◆ Given exercise a
Find every line in the entries below that contains the word "open", and copy each of those lines.

-- Begin Source passage --

A Tale Of Two Tournaments

Mark Nestico got run over last weekend. There’s no better way of putting it. So why is he in such good…Spirits? Because he’s got a deck for the #SCGDFW Standard Classic that’s so well-positioned…it’s scary!

I hate deck guides.

I hate tournament reports.

I feel like people read them, quote them at the next FNM, and then quickly forget them. They don’t give you any greater sense of self or insight into something spectacular, you know, unless you do really well at them. This weekend I ventured to #SCGORL with glory in mind and finally getting myself on track to start smashing tournaments again.

But then that didn’t happen! In fact, this weekend was the worst I’ve done in a tournament ever. Why would you want to read something that someone who performed so poorly wrote? Well, here you are. And here I am.

So let’s just give this a shot, shall we?

After all, I did have a really, really good deck.

And some really good stories.

Without a doubt, this tournament was one of the best times I’ve had playing Magic in years. Years. More than Pro Tours or deep GP runs.

I was alive.

What Did You Play?

A few weeks ago, Bae, as I affectionately call him, sent me a deck list that he was going to play at a PPTQ. It seemed pretty similar to one he sent me a few weeks back that ended up getting ninth at #SCGBALT, so I was interested. After winning a PPTQ pretty handily, defeating SCG Tour® standout Brad Carpenter twice on the path to victory, the deck seemed to have legs and I went about testing with him and online in order to see just how good it was.

About two weeks of testing went into this deck, and it was very, very clear that we had something special on our hands. Brennan is extremely good at understanding formats before they are defined, and even better at working out the small details of them once they are. In the last few years we’ve both found that we work extremely well together and have similar principles when attacking metagames. Independently we both touted Master of Waves before its breakout performance that led to our inclusion on excellent Pro Tour testing teams.

-- End Source passage --

◆ Given exercise b
Write out the tournament article above in full, word for word.

-- Begin Given records --

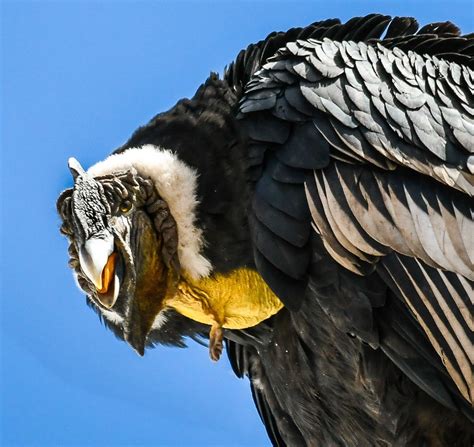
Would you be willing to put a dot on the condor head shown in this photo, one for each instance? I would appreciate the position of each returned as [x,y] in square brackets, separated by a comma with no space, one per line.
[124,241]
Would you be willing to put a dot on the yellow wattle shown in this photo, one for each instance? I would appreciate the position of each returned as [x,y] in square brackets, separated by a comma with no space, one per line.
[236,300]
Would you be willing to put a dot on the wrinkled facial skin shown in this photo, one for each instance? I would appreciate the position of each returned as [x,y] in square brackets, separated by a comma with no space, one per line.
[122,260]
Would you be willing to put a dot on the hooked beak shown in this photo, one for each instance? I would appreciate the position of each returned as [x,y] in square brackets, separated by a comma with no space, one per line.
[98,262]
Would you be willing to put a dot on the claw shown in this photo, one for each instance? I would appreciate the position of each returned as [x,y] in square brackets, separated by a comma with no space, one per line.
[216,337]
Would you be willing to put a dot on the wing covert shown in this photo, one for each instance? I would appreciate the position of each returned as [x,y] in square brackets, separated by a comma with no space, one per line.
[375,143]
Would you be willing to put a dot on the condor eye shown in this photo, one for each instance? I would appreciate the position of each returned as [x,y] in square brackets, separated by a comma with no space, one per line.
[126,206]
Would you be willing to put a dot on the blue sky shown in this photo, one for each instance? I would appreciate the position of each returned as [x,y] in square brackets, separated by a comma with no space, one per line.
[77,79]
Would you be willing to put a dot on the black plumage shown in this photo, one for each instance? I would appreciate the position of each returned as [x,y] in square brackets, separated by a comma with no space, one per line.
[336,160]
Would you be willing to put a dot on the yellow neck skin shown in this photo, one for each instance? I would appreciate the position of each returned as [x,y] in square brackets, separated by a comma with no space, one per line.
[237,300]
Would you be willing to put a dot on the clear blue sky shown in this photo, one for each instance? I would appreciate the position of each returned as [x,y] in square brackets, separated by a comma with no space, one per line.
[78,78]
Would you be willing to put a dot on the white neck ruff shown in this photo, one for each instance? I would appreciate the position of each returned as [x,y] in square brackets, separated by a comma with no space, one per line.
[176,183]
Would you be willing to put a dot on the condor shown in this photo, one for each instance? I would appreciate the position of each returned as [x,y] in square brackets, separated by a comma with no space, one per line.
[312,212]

-- End Given records --
-- Begin Given records --

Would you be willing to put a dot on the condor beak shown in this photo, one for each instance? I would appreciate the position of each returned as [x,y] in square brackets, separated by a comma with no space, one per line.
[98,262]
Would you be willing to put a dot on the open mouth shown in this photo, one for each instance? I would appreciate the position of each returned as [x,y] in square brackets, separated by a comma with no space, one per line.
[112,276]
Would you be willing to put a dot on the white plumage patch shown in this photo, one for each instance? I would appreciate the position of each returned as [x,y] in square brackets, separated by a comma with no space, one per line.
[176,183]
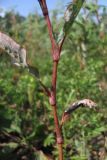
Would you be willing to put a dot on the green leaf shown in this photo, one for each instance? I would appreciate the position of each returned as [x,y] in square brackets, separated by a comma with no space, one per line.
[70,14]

-- End Given records --
-- Begin Given records --

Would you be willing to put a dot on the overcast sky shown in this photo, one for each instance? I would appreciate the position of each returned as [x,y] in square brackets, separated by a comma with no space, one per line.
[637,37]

-- End Given records --

◆ Problem solution a
Would you be willing to put a dot on the open mouth shown in this photo, one for each instance? I would appreciate the position of each returned as [x,y] in square brackets, separated by a comma with no space, one per line.

◆ Problem solution b
A Tale Of Two Tournaments

Mark Nestico got run over last weekend. There’s no better way of putting it. So why is he in such good…Spirits? Because he’s got a deck for the #SCGDFW Standard Classic that’s so well-positioned…it’s scary!

I hate deck guides.

I hate tournament reports.

I feel like people read them, quote them at the next FNM, and then quickly forget them. They don’t give you any greater sense of self or insight into something spectacular, you know, unless you do really well at them. This weekend I ventured to #SCGORL with glory in mind and finally getting myself on track to start smashing tournaments again.

But then that didn’t happen! In fact, this weekend was the worst I’ve done in a tournament ever. Why would you want to read something that someone who performed so poorly wrote? Well, here you are. And here I am.

So let’s just give this a shot, shall we?

After all, I did have a really, really good deck.

And some really good stories.

Without a doubt, this tournament was one of the best times I’ve had playing Magic in years. Years. More than Pro Tours or deep GP runs.

I was alive.

What Did You Play?

A few weeks ago, Bae, as I affectionately call him, sent me a deck list that he was going to play at a PPTQ. It seemed pretty similar to one he sent me a few weeks back that ended up getting ninth at #SCGBALT, so I was interested. After winning a PPTQ pretty handily, defeating SCG Tour® standout Brad Carpenter twice on the path to victory, the deck seemed to have legs and I went about testing with him and online in order to see just how good it was.

About two weeks of testing went into this deck, and it was very, very clear that we had something special on our hands. Brennan is extremely good at understanding formats before they are defined, and even better at working out the small details of them once they are. In the last few years we’ve both found that we work extremely well together and have similar principles when attacking metagames. Independently we both touted Master of Waves before its breakout performance that led to our inclusion on excellent Pro Tour testing teams.